:: EXERCISE INPUTS
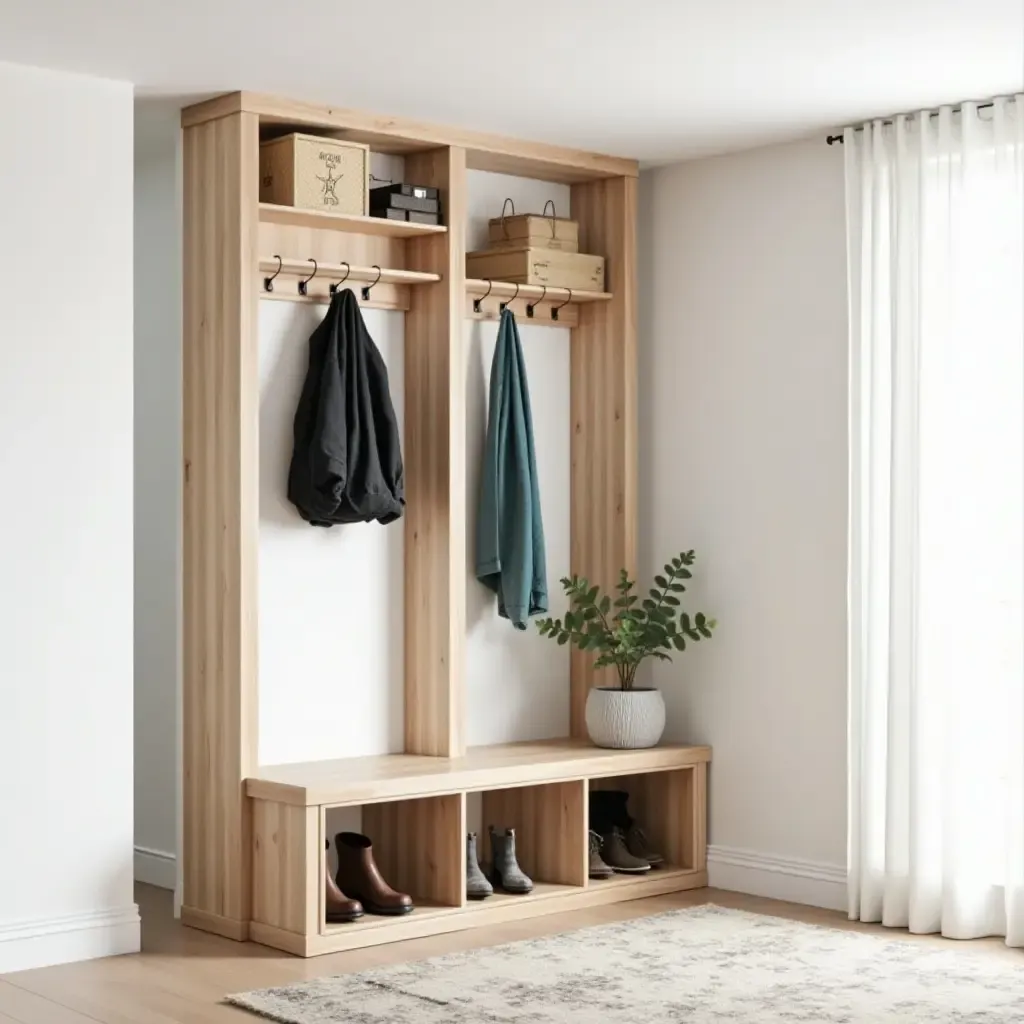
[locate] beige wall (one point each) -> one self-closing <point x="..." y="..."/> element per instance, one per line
<point x="743" y="458"/>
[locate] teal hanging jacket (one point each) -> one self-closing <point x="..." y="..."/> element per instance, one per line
<point x="510" y="556"/>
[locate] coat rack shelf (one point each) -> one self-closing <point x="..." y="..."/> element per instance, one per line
<point x="291" y="216"/>
<point x="335" y="271"/>
<point x="253" y="855"/>
<point x="532" y="304"/>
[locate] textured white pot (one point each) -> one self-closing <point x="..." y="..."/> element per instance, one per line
<point x="625" y="719"/>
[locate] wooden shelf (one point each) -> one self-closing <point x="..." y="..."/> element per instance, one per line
<point x="334" y="271"/>
<point x="270" y="213"/>
<point x="424" y="908"/>
<point x="393" y="776"/>
<point x="475" y="288"/>
<point x="502" y="907"/>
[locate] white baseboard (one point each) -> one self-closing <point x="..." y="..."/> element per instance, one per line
<point x="156" y="867"/>
<point x="790" y="879"/>
<point x="44" y="941"/>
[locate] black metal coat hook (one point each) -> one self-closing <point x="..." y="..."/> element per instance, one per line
<point x="477" y="308"/>
<point x="336" y="285"/>
<point x="268" y="282"/>
<point x="303" y="290"/>
<point x="532" y="305"/>
<point x="366" y="290"/>
<point x="502" y="305"/>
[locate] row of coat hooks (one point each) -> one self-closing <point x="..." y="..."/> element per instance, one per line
<point x="530" y="306"/>
<point x="304" y="284"/>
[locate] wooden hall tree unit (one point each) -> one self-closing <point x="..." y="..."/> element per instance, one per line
<point x="253" y="853"/>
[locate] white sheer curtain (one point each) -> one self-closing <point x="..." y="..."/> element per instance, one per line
<point x="935" y="205"/>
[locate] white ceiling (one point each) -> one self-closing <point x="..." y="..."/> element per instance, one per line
<point x="653" y="79"/>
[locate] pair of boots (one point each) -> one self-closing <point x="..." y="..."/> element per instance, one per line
<point x="359" y="886"/>
<point x="616" y="842"/>
<point x="505" y="870"/>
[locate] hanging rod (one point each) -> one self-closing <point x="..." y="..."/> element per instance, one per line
<point x="832" y="139"/>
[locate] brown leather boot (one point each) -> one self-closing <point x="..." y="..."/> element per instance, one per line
<point x="340" y="908"/>
<point x="358" y="875"/>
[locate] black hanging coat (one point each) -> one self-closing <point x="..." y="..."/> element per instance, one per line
<point x="346" y="464"/>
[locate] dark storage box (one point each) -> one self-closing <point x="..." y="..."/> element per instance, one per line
<point x="387" y="200"/>
<point x="415" y="192"/>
::::
ASSIGNMENT:
When you give the entries again, keep them exact and omit any picture they contain.

ANSWER SECTION:
[locate] beige wall (one point each) -> one self-closing <point x="..." y="..."/> element per instance, one per line
<point x="743" y="458"/>
[locate] teal hanging jacket (one point each) -> one self-closing <point x="..." y="..."/> element per instance, one per line
<point x="510" y="556"/>
[locate] coat rack shelf (one point each) -> one self-closing <point x="..." y="..."/> element per instance, one per line
<point x="291" y="216"/>
<point x="335" y="271"/>
<point x="253" y="855"/>
<point x="532" y="304"/>
[locate] textured white pot (one point each) -> one self-closing <point x="..." y="..."/> element per instance, one per line
<point x="625" y="719"/>
[locate] wooden shelf (one point each) -> one self-closing <point x="..." y="..."/> element per instance, one per line
<point x="334" y="271"/>
<point x="270" y="213"/>
<point x="424" y="908"/>
<point x="393" y="776"/>
<point x="475" y="288"/>
<point x="502" y="907"/>
[locate] white baseboard (one point each) -> one self-closing <point x="..." y="..."/> element per instance, one per line
<point x="156" y="867"/>
<point x="790" y="879"/>
<point x="44" y="941"/>
[locate] black metal coat hook (one point each) -> one self-closing <point x="..." y="..."/> element per instance, one per line
<point x="477" y="308"/>
<point x="336" y="285"/>
<point x="268" y="282"/>
<point x="303" y="290"/>
<point x="532" y="305"/>
<point x="366" y="290"/>
<point x="502" y="305"/>
[locate] row of coat hooks (one point each) -> one self-closing <point x="..." y="..."/> element per instance, one per line
<point x="530" y="306"/>
<point x="304" y="284"/>
[locate] wooden hall tree unit (one point each) -> one self-closing <point x="..." y="..."/> element per instance, one per line
<point x="253" y="853"/>
[locate] white sheer curtain (one point each) -> one self-closing <point x="..." y="..."/> element per instance, one per line
<point x="935" y="205"/>
[locate] white ceiling (one point each) -> one self-closing <point x="..." y="..."/> element per instance, one per line
<point x="653" y="79"/>
[locate] pair of boots (one point each) -> one self-closing <point x="..." y="..."/> element per instance, one per line
<point x="359" y="886"/>
<point x="616" y="842"/>
<point x="505" y="870"/>
[locate] hanging rod (one point each) -> one self-closing <point x="..." y="..."/> element per instance, one per line
<point x="832" y="139"/>
[locate] brown leather boot (one point each) -> one self-closing <point x="..." y="..."/> element per instance, one per line
<point x="340" y="908"/>
<point x="358" y="875"/>
[locate] black hanging coat (one point each) -> one self-closing <point x="..." y="..."/> element per instance, one per line
<point x="346" y="464"/>
[locate] dark storage box (one point each) -> one self-closing <point x="..." y="..."/> element per instance, one per line
<point x="387" y="200"/>
<point x="415" y="192"/>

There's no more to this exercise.